** BEGIN SELECTED EXTRACT **

I measured ktime_get_ns() overhead on virtual machine before test, 
the avg overhead is 75 ns (with total 75xxx ns of 1000 times run). 


In either of parallel tests or seems serial test items(315 ns vs. 102 ns 
excluded ktime_get_ns() overhead), with or without time correction, I can 
always observe that patch performed at near or beyond 300% rates, that is 
200% faster than std v6.1.8. 

I'd like to post my test code if in need.

Signed-off-by: Liu Weifeng 4019c26b5c0d5f6b <Liuwf@mailbox.org>
---
 fs/btrfs/free-space-cache.c | 104 +++++++++++++++++++++++++++++++++---
 fs/btrfs/free-space-cache.h |   4 ++
 2 files changed, 102 insertions(+), 6 deletions(-)

** END SELECTED EXTRACT **

YOUR OBJECTIVE: Please reproduce the btrfs patch note above word for word, from "In either of" to "faster than std v6.1.8.".

** BEGIN SUPPLIED RECORDS **

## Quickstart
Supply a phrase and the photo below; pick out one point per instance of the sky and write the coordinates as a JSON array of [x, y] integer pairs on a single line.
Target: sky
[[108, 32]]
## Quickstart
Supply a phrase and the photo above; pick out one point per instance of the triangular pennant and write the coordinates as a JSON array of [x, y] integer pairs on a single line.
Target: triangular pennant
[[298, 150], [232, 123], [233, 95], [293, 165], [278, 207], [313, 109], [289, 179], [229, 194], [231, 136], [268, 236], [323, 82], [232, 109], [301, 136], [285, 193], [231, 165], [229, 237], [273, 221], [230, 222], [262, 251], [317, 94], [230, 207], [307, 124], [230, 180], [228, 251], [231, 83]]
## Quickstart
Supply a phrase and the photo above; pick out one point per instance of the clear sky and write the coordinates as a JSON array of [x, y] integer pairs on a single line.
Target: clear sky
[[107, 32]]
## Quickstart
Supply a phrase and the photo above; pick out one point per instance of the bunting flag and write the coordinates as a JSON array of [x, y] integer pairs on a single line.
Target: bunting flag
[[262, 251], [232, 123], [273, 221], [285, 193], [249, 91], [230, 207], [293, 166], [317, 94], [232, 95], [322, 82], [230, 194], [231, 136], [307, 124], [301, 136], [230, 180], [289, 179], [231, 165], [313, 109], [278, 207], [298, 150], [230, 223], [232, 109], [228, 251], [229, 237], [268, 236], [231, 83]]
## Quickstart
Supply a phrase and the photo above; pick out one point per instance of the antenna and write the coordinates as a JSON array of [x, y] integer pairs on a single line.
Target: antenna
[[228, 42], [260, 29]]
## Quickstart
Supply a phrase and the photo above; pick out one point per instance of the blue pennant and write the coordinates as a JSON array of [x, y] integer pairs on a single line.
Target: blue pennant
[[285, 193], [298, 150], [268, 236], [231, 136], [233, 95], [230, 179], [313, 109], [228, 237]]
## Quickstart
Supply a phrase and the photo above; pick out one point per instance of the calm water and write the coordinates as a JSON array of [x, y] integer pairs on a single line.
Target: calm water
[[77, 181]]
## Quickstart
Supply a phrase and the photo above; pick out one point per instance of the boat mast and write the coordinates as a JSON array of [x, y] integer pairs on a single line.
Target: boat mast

** END SUPPLIED RECORDS **

RESULT FOR THIS EXERCISE:
In either of parallel tests or seems serial test items(315 ns vs. 102 ns 
excluded ktime_get_ns() overhead), with or without time correction, I can 
always observe that patch performed at near or beyond 300% rates, that is 
200% faster than std v6.1.8.